| Required work |
List every line of the records below that contains the string "climbing". Case counts.

=== Material to process ===

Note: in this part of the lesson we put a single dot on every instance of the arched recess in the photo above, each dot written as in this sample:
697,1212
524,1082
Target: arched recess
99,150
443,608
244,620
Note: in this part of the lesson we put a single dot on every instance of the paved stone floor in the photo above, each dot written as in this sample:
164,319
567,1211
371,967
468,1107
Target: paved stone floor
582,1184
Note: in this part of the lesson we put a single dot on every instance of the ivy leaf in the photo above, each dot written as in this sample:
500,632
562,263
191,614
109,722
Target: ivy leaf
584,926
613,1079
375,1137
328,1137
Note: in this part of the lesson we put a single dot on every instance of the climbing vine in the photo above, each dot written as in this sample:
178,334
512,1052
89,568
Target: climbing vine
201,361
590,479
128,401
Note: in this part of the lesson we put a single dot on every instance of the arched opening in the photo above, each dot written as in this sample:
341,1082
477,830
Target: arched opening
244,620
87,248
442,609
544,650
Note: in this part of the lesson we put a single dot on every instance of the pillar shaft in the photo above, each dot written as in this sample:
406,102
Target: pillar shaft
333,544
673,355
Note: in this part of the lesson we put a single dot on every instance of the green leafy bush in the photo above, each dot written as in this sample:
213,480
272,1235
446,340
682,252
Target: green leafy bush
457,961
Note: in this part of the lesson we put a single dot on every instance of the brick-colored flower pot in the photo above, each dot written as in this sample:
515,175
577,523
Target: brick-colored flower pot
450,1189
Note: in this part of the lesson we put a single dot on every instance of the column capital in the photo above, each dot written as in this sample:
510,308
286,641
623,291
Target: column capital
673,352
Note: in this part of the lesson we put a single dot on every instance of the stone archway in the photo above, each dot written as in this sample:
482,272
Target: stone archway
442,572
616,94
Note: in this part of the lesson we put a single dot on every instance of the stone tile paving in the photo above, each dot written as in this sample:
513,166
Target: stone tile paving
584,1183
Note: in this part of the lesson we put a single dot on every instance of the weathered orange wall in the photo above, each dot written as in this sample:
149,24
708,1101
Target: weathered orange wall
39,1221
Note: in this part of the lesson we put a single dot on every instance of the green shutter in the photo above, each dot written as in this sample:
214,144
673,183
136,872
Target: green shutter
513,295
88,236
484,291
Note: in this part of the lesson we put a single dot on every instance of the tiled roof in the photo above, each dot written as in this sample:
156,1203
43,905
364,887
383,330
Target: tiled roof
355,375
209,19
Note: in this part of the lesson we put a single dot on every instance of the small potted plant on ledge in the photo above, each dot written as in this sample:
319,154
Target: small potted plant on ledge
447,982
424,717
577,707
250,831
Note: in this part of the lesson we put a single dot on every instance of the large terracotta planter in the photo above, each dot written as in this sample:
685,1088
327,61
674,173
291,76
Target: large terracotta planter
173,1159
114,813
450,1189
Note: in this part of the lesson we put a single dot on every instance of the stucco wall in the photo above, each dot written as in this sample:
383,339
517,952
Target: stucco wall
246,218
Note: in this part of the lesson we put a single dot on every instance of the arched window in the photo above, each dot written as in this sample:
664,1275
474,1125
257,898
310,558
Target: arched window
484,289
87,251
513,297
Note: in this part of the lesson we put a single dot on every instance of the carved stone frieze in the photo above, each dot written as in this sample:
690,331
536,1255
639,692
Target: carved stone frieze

===
=== Material to process ===

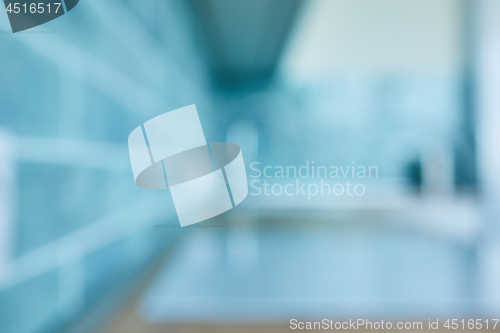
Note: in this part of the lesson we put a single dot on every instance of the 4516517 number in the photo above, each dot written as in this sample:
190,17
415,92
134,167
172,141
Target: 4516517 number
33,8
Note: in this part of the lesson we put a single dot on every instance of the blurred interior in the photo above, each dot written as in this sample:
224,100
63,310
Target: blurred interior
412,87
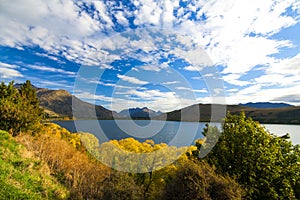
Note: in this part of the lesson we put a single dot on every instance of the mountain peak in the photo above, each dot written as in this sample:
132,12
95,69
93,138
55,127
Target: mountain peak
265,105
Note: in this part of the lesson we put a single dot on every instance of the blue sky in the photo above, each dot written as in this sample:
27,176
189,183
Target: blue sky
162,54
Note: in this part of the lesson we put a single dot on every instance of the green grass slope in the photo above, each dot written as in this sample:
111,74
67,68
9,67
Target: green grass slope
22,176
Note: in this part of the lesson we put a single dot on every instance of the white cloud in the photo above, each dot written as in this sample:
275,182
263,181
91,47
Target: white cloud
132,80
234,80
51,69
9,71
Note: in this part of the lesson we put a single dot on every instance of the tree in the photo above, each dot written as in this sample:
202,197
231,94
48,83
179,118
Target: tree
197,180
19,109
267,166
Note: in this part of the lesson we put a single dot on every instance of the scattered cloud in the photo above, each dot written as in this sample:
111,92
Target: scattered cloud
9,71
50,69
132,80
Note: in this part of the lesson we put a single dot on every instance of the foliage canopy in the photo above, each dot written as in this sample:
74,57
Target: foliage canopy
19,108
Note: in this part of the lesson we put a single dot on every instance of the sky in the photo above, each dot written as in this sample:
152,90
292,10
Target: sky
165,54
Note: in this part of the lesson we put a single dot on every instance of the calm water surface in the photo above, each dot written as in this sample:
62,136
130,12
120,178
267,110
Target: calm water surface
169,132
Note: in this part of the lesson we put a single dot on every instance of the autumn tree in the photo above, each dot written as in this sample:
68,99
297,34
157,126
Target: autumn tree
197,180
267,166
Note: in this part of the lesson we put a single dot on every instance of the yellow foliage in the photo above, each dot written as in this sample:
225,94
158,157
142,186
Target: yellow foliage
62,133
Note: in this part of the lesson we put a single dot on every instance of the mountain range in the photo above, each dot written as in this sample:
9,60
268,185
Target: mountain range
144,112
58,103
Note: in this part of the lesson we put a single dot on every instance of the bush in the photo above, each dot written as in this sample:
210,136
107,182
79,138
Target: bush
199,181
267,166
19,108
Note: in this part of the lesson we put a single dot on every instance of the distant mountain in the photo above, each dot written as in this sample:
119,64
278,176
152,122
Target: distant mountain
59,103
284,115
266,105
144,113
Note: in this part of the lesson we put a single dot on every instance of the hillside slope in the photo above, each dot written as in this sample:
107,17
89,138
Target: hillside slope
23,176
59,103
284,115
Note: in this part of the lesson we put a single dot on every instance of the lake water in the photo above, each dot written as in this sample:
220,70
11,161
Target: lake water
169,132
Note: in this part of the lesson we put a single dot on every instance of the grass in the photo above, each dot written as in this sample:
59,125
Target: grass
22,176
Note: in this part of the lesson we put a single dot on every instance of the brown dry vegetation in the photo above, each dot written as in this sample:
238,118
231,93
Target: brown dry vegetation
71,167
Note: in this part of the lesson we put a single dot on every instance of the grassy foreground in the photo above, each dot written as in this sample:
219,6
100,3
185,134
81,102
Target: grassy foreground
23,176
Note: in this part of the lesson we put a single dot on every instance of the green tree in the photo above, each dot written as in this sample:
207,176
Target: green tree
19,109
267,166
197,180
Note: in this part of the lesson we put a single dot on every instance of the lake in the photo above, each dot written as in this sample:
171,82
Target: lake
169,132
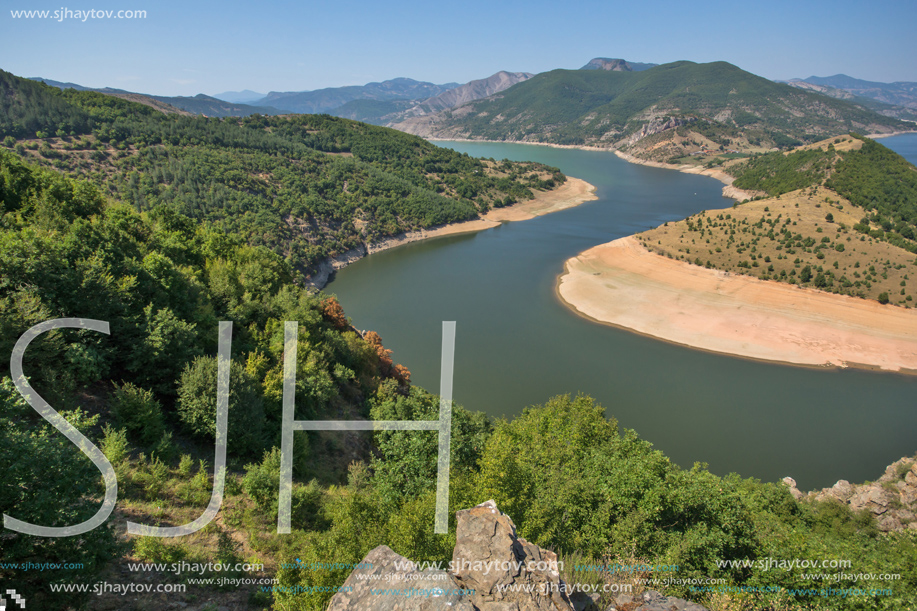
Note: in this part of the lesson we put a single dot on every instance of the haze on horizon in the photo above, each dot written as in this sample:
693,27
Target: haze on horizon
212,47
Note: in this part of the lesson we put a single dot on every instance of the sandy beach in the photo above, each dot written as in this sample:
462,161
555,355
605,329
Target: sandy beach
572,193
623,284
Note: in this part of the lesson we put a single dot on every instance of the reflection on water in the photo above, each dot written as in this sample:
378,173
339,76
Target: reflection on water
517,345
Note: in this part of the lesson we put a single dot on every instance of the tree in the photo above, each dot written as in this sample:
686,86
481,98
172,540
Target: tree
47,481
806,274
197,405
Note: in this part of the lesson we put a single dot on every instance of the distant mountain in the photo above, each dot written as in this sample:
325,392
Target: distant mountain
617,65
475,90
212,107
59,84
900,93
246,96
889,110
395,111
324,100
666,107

===

| Answer |
Note: in this part of the lesson we put a single dot on every instance of the climbing vine in the photo above, each dot written as in this sample:
Target: climbing vine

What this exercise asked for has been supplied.